• **THE TASK**
Your output should be every line below, copied exactly.

• **SUPPLIED RECORDS**
_ _ _ _ _ _ _
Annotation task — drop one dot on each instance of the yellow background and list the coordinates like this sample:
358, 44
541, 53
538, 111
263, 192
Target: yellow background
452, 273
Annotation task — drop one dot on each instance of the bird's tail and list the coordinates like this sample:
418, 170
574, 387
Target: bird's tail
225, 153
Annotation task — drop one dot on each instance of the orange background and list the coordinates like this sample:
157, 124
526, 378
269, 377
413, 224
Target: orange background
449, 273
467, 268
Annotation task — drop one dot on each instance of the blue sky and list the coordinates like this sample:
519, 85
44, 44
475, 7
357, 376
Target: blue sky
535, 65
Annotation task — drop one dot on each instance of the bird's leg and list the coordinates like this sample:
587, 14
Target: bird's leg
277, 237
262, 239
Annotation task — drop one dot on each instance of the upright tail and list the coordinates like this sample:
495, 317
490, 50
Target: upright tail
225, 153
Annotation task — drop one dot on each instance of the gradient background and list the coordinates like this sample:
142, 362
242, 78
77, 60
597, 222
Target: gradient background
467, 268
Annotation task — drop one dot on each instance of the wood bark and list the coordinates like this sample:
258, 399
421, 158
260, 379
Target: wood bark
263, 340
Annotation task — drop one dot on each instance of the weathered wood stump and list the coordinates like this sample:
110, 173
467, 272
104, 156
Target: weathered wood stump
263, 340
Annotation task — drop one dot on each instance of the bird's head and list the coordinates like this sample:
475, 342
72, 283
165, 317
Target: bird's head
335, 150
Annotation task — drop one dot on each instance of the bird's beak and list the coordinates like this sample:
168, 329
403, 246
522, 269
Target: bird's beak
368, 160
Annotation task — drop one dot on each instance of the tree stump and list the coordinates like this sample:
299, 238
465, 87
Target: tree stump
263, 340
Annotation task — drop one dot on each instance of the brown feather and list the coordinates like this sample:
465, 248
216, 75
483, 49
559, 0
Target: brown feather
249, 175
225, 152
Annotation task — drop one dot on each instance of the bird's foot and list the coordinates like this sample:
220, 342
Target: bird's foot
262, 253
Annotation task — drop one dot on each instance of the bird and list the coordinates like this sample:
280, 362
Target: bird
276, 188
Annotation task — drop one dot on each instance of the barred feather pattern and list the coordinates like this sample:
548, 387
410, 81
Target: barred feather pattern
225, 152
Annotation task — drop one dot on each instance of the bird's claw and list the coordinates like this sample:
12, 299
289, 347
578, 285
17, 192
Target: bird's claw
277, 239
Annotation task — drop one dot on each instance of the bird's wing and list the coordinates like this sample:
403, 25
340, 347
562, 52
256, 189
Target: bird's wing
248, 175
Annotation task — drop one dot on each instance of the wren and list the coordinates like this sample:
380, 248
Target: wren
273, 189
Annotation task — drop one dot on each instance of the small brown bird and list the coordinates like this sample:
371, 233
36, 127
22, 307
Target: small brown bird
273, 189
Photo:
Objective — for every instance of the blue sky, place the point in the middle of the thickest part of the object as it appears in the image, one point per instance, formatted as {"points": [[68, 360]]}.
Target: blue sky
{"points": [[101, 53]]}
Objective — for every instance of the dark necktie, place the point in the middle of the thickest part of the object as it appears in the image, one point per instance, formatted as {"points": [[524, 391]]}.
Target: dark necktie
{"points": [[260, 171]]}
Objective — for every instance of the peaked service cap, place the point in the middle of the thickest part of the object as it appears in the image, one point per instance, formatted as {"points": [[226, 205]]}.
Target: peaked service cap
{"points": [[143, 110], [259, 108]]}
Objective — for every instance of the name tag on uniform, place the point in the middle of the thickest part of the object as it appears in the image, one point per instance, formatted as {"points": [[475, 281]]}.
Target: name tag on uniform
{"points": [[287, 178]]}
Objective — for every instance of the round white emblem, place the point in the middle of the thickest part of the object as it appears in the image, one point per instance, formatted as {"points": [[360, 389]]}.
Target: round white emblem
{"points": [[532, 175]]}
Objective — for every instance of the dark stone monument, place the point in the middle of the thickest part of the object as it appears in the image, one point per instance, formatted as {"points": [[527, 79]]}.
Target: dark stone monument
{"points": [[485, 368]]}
_ _ _ _ _ _ _
• **REPLY**
Annotation task — drop one dot on each instance of the yellow background and list the coordinates like this sample:
358, 44
541, 53
538, 111
263, 192
Target: yellow background
452, 273
Annotation task — drop one dot on each instance of the bird's tail and list the coordinates like this sample:
418, 170
574, 387
Target: bird's tail
225, 153
Annotation task — drop one dot on each instance of the orange background and list the coordinates like this sample:
157, 124
526, 378
269, 377
413, 224
Target: orange background
449, 273
467, 268
Annotation task — drop one dot on each instance of the blue sky and list the coordinates like this sample:
519, 85
44, 44
475, 7
357, 376
Target: blue sky
535, 65
Annotation task — drop one dot on each instance of the bird's leg and list the coordinates like this sample:
587, 14
Target: bird's leg
277, 237
262, 239
Annotation task — drop one dot on each instance of the upright tail and list the coordinates like this sample:
495, 317
490, 50
Target: upright tail
225, 153
Annotation task — drop one dot on each instance of the gradient background and list the coordinates like this sample:
142, 362
242, 78
77, 60
597, 222
Target: gradient background
467, 268
Annotation task — drop one dot on each instance of the wood bark and list the coordinates like this sample:
258, 399
421, 158
260, 379
Target: wood bark
263, 340
Annotation task — drop one dot on each instance of the weathered wood stump and list the coordinates like this sample:
110, 173
467, 272
104, 156
Target: weathered wood stump
263, 340
Annotation task — drop one dot on each instance of the bird's head and list the coordinates like this sample:
475, 342
72, 283
165, 317
Target: bird's head
335, 150
Annotation task — drop one dot on each instance of the bird's beak and list the coordinates like this sample:
168, 329
403, 246
522, 269
Target: bird's beak
368, 160
Annotation task — drop one dot on each instance of the tree stump and list the coordinates like this sample:
299, 238
465, 87
Target: tree stump
263, 340
Annotation task — drop one dot on each instance of the brown feather and list the coordinates like this sample:
465, 248
216, 75
483, 49
559, 0
Target: brown feather
249, 175
225, 152
Annotation task — drop one dot on each instance of the bird's foot and list the coordinates like this sample:
220, 342
Target: bird's foot
262, 253
Annotation task — drop one dot on each instance of the bird and list the coordinates like this sample:
280, 362
Target: bird
276, 188
Annotation task — drop one dot on each instance of the barred feather pattern and list the coordinates like this sample:
548, 387
410, 81
Target: barred feather pattern
225, 152
Annotation task — drop one dot on each instance of the bird's claw and list the coordinates like this sample:
12, 299
289, 347
578, 285
17, 192
Target: bird's claw
277, 239
Annotation task — drop one dot on each instance of the bird's wing and list the coordinates like this sample:
403, 25
340, 347
562, 52
256, 189
Target: bird's wing
248, 175
Annotation task — drop one dot on each instance of the wren and list the coordinates like this sample:
380, 248
Target: wren
273, 189
Annotation task — drop one dot on each instance of the small brown bird and list the coordinates like this sample:
371, 233
36, 127
22, 307
Target: small brown bird
273, 189
Photo:
Objective — for every instance of the blue sky, place the point in the middle of the thickest part of the object as it appears in the image, one point per instance, formatted as {"points": [[68, 360]]}.
Target: blue sky
{"points": [[101, 53]]}
Objective — for every instance of the dark necktie, place the point in the middle of the thickest part of the object as it appears in the image, one point per instance, formatted as {"points": [[524, 391]]}.
Target: dark necktie
{"points": [[260, 171]]}
Objective — for every instance of the peaked service cap, place the point in the middle of the thickest part of the object as it appears in the image, one point per instance, formatted as {"points": [[226, 205]]}.
Target: peaked service cap
{"points": [[143, 110], [259, 108]]}
Objective — for every instance of the name tag on uniform, place the point in the middle of the thickest part of the object as it appears in the image, one point per instance, formatted as {"points": [[475, 281]]}.
Target: name tag on uniform
{"points": [[287, 178]]}
Objective — for every instance of the round white emblem, place the point in the middle of the thickest part of the object as it appears in the image, one point per instance, formatted as {"points": [[360, 389]]}.
Target: round white emblem
{"points": [[532, 175]]}
Objective — for every instance of the dark stone monument, place the point in the middle of the thickest part of the object as it appears in the image, one point per instance, formatted as {"points": [[527, 79]]}.
Target: dark stone monument
{"points": [[485, 368]]}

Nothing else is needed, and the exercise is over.